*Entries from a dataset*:
======

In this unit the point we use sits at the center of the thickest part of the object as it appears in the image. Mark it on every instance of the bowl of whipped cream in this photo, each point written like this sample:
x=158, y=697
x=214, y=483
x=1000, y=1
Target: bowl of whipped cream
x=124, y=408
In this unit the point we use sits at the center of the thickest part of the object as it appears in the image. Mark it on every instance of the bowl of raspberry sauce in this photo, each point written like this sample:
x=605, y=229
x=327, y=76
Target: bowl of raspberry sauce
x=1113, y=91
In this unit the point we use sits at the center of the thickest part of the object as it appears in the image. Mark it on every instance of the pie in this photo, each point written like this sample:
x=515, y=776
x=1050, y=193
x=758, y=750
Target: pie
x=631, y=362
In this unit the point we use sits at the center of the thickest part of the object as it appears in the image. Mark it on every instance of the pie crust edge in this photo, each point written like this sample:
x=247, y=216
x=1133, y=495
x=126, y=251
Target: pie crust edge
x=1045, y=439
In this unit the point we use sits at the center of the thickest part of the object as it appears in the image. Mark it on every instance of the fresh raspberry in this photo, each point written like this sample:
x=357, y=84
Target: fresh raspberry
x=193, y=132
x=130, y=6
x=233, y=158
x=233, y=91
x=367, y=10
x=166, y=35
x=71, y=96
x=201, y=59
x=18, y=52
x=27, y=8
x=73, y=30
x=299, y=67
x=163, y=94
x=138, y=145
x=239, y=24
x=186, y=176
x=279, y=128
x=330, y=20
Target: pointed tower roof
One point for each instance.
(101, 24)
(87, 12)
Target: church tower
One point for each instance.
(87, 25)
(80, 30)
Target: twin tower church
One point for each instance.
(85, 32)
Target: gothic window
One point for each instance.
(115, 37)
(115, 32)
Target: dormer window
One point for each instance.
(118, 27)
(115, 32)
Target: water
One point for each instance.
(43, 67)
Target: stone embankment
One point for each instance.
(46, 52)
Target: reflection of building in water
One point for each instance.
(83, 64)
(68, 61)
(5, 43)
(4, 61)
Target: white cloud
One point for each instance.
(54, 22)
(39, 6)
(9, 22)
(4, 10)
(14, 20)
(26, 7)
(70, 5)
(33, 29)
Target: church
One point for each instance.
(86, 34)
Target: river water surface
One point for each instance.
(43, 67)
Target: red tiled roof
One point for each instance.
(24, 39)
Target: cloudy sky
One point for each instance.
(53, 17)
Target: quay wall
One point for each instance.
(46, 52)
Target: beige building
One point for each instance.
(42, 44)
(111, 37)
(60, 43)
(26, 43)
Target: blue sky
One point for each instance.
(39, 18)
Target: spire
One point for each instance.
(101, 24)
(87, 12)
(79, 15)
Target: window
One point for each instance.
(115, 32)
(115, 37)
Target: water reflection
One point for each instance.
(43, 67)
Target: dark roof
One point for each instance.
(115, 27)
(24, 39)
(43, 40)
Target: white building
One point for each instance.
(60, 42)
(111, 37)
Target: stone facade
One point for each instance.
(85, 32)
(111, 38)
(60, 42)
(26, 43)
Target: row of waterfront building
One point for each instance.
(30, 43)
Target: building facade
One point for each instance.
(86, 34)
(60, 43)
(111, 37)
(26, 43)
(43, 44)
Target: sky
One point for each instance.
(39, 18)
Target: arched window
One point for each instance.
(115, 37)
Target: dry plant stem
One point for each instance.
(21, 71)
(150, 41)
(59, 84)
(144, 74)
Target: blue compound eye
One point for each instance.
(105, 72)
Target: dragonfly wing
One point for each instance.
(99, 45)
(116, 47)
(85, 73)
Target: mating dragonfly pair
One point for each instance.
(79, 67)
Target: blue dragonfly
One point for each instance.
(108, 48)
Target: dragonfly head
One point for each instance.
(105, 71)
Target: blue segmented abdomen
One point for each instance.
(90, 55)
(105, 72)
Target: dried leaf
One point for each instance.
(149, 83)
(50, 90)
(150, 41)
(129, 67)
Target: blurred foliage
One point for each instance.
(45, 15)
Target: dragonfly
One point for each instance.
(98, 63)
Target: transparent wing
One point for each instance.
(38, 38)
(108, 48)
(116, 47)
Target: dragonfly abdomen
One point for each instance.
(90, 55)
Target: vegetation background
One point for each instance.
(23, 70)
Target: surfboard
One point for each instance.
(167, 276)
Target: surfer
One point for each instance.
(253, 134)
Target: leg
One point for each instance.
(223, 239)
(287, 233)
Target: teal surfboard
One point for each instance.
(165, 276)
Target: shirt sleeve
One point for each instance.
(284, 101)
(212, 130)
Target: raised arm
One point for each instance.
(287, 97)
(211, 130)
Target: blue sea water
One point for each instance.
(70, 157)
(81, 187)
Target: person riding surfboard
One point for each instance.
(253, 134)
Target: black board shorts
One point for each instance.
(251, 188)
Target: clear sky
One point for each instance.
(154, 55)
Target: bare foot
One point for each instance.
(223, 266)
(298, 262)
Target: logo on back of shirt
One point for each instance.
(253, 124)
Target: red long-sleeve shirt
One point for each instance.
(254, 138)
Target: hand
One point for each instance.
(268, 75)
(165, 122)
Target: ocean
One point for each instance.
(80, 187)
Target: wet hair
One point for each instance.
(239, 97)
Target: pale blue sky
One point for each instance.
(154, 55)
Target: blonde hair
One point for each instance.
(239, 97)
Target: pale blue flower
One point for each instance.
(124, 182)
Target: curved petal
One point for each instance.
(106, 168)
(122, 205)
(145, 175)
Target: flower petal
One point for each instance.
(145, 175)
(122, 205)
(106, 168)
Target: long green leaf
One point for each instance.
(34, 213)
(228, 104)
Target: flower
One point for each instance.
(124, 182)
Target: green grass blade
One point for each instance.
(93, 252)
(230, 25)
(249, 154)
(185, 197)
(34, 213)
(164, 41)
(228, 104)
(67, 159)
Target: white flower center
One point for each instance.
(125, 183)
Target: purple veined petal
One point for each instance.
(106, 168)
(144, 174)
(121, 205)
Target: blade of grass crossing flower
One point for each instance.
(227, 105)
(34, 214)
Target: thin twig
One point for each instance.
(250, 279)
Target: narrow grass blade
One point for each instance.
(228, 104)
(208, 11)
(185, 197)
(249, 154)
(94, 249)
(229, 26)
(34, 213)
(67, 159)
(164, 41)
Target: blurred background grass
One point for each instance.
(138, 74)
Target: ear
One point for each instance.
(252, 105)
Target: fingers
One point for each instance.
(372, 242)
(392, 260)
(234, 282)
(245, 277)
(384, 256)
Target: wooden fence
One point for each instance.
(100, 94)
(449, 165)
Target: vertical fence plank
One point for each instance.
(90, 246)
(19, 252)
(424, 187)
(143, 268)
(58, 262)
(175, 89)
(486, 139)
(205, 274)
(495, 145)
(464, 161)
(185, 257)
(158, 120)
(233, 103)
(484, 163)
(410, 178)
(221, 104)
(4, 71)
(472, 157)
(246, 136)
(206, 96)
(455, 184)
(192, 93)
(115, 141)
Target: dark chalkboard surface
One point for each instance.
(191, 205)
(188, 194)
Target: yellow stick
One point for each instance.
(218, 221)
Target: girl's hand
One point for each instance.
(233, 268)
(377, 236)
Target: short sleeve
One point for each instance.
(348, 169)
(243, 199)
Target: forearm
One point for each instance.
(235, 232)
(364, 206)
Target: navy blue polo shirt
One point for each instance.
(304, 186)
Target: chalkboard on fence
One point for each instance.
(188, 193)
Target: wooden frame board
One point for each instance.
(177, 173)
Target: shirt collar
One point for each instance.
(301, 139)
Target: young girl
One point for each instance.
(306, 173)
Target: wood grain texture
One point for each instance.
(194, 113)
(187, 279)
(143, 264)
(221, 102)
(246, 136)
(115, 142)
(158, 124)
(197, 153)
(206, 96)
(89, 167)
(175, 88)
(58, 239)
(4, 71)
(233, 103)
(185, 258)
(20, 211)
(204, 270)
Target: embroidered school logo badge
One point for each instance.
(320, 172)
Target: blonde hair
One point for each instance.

======

*Task requirements*: Arrange the lines from the start of the material through the line containing "x=124, y=408", both included, as a JSON list of strings with one string per line and blank lines omitted. Include no other lines.

*Complete output*:
[
  "In this unit the point we use sits at the center of the thickest part of the object as it appears in the image. Mark it on every instance of the bowl of whipped cream in this photo, each point written like this sample:",
  "x=158, y=697",
  "x=214, y=483",
  "x=1000, y=1",
  "Target: bowl of whipped cream",
  "x=124, y=408"
]